• Vorliegender Text:
# Let's Encrypt



## juser (20. Nov. 2015)

Hallo,

in der letzten C't wurde das Tool Let's Encrypt von der gleichnamigen Initiative (https://letsencrypt.org/) vorgestellt. 

Gibt es dazu schon Erfahrungen? Funktioniert das mit ispConfig?


----------



## robotto7831a (20. Nov. 2015)

Es gibt dazu schon einen Eintrag im Bugtracker. Zwei Anwender haben auch schon Wege ausgetüftelt um es einzubinden. Bis es ins offizielle Release kommt, wird es sicherlich noch etwas dauern.


----------



## juser (20. Nov. 2015)

Gibt es einen Link dazu? Und welchen Weg haben die beiden Anwender gefunden?


----------



## robotto7831a (20. Nov. 2015)

http://bugtracker.ispconfig.org/index.php?do=details&task_id=3748&project=3


----------



## juser (20. Nov. 2015)

Danke.


----------



## vikozo (4. März 2016)

• Datenzeilen:

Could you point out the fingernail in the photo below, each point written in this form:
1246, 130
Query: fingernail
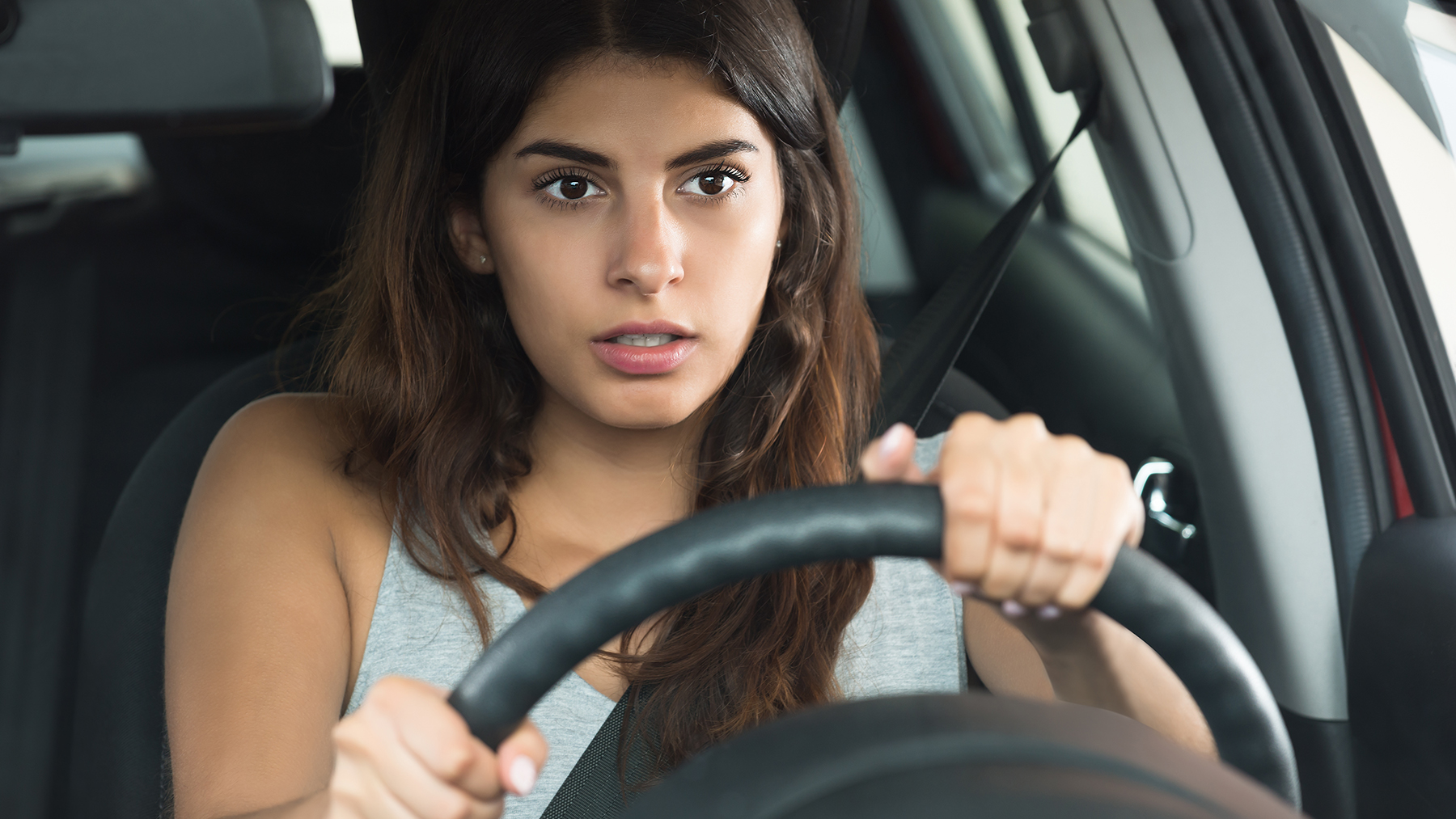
964, 588
523, 775
893, 438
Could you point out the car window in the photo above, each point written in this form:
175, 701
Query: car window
1434, 36
886, 260
959, 43
1419, 167
341, 41
1079, 176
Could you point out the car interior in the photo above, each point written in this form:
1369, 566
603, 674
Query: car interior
1217, 287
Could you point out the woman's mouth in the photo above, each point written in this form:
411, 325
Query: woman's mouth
644, 349
644, 340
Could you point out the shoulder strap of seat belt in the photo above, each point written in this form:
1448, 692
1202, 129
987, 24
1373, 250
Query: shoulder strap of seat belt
928, 348
595, 786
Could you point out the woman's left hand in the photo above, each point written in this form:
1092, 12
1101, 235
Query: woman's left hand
1031, 518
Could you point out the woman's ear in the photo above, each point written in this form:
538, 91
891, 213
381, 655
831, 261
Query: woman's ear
469, 239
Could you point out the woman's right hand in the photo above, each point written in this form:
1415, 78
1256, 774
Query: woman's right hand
407, 754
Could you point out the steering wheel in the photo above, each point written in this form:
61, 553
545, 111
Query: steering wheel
932, 754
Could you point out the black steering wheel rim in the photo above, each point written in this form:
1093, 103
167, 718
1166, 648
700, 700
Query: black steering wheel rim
861, 521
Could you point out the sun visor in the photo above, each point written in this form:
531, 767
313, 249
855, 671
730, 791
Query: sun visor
1376, 29
85, 65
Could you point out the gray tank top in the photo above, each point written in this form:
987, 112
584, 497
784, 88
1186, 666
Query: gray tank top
906, 639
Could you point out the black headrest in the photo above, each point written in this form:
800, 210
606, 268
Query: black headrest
159, 65
389, 31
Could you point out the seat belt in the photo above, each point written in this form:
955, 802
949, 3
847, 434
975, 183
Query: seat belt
596, 786
925, 353
912, 376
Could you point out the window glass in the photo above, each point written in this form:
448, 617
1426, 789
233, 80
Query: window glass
1079, 176
1421, 175
959, 63
341, 41
886, 260
1434, 36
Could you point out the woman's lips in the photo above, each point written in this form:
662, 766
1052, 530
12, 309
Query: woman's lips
644, 360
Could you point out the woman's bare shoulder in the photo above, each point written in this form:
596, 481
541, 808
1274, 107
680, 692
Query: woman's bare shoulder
273, 585
281, 458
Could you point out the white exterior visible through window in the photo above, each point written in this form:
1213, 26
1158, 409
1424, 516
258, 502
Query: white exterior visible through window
341, 41
1079, 176
1423, 181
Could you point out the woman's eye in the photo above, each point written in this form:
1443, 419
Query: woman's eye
709, 184
571, 188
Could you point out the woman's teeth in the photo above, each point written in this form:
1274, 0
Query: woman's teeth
644, 340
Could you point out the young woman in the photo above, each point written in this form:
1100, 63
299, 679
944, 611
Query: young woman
604, 275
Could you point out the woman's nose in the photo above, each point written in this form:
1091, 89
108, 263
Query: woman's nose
651, 252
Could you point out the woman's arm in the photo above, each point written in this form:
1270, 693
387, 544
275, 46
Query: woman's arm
1037, 520
273, 589
258, 639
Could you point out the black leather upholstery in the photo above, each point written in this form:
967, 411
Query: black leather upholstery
116, 751
1403, 673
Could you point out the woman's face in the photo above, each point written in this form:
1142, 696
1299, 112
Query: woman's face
633, 220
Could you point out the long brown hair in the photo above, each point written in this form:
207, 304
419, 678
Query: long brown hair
437, 396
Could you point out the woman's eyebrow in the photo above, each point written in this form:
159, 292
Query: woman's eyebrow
711, 150
567, 152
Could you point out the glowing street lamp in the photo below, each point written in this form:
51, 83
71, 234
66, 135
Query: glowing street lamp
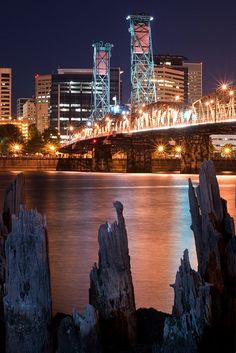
224, 87
178, 149
177, 98
15, 148
160, 148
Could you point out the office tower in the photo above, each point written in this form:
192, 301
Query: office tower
194, 81
42, 98
5, 92
29, 111
21, 124
171, 78
19, 107
71, 91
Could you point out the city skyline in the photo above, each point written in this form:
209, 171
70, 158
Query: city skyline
39, 40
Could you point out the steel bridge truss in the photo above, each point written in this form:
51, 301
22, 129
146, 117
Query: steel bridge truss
216, 106
143, 87
101, 80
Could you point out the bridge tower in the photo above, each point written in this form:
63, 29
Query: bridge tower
143, 87
101, 80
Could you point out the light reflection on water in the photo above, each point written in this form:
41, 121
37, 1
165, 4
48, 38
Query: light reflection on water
157, 218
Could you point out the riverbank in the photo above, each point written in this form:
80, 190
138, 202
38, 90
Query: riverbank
28, 163
203, 314
161, 165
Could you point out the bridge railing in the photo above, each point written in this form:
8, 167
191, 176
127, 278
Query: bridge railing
162, 116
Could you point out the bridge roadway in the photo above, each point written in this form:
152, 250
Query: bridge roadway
139, 148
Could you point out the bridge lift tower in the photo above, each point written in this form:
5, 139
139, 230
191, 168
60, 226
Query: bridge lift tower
143, 87
101, 80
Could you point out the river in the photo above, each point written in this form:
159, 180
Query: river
157, 217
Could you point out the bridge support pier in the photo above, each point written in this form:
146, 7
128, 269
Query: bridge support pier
139, 159
196, 149
102, 159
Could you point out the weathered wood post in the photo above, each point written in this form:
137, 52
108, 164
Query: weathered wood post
111, 286
215, 240
27, 303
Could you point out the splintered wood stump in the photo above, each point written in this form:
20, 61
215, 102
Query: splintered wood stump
111, 287
215, 241
13, 198
191, 311
27, 303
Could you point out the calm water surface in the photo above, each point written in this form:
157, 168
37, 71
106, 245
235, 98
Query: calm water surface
157, 217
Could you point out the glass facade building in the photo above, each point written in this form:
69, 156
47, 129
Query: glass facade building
71, 98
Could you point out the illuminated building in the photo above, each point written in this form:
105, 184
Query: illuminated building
29, 111
72, 92
21, 123
194, 81
5, 92
19, 107
42, 98
171, 78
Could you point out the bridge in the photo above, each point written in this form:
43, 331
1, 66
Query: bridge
141, 137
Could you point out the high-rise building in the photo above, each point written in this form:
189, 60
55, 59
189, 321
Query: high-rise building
42, 97
5, 92
29, 111
171, 78
19, 107
194, 81
71, 91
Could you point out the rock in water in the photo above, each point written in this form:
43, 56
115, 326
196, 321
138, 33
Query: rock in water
27, 303
111, 287
14, 197
215, 240
191, 313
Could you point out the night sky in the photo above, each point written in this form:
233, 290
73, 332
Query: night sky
40, 36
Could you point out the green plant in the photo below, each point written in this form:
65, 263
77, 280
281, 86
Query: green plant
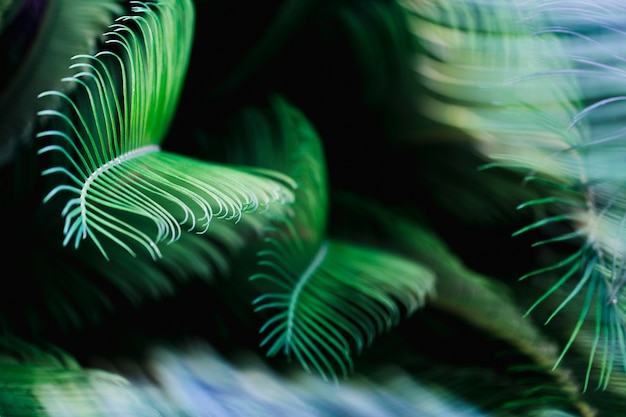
339, 194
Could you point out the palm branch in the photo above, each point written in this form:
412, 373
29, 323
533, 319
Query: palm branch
36, 42
106, 157
532, 85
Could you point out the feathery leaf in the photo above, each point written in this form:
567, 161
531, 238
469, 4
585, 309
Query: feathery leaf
121, 186
538, 84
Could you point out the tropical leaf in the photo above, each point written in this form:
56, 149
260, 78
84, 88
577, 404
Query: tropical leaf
538, 86
119, 184
35, 42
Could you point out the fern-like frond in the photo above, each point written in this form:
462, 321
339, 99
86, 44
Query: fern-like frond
34, 379
37, 40
120, 187
346, 297
539, 85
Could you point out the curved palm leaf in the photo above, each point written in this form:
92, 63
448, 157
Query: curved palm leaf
121, 186
33, 380
346, 297
324, 297
35, 38
538, 85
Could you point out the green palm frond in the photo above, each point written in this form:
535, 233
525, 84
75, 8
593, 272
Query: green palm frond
538, 91
320, 298
119, 185
37, 40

• Aufgabenstellung:
A - Was gibt es laut robotto7831a im Thread über Let's Encrypt bereits zu diesem Tool?
B - Gib im Thread über Let's Encrypt den Abschnitt von „Es gibt dazu“ bis „noch etwas dauern.“ wortgetreu wieder.
C - Führe den Thread über Let's Encrypt dort weiter, wo er aufhört.
Die Auflistung wird hier nicht benötigt.

• Lösungen je Aufgabe:
A - Einen Eintrag im Bugtracker.

B -
Es gibt dazu schon einen Eintrag im Bugtracker. Zwei Anwender haben auch schon Wege ausgetüftelt um es einzubinden. Bis es ins offizielle Release kommt, wird es sicherlich noch etwas dauern.

C -
Ist da ein Plan wenn es Offiziell in ein neues Release eingefügt wird?
gruss
vinc


----------



## robotto7831a (4. März 2016)

Till hat letztens mal geschrieben, dass die Alpha kurz bevor steht. Meine persönliche Meinung. Im laufe des März. Aber das ist nur meine persönliche Vermutung.


----------



## vikozo (17. März 2016)

nun die erste hälfte ist ja über


----------



## robotto7831a (18. März 2016)

Ja und? Die Version ist fertig wenn sie fertig ist. Oder willst Du eine fehlerhafte Version haben?


----------



## vikozo (21. März 2016)

nein lieber keine Fehlerhafte Version, dann warte ich geduldig


----------



## speedy8 (4. Apr. 2016)

Hallo,

ich möchte diesen Threat gleich einmal aufgreifen und fragen, ob zwischenzeitlich von euch jemand das letsencrypt erfolgreich in ISPConfig nutzen kann?!
Wenn man hier im englischen Forum liest, da scheint das ja zu klappen. Es gibt wohl ein Plugin für die 3.0.x - Versionen des ISPC. Voraussetzung wäre aber, dass natürlich letsencrypt auf dem Server installiert ist.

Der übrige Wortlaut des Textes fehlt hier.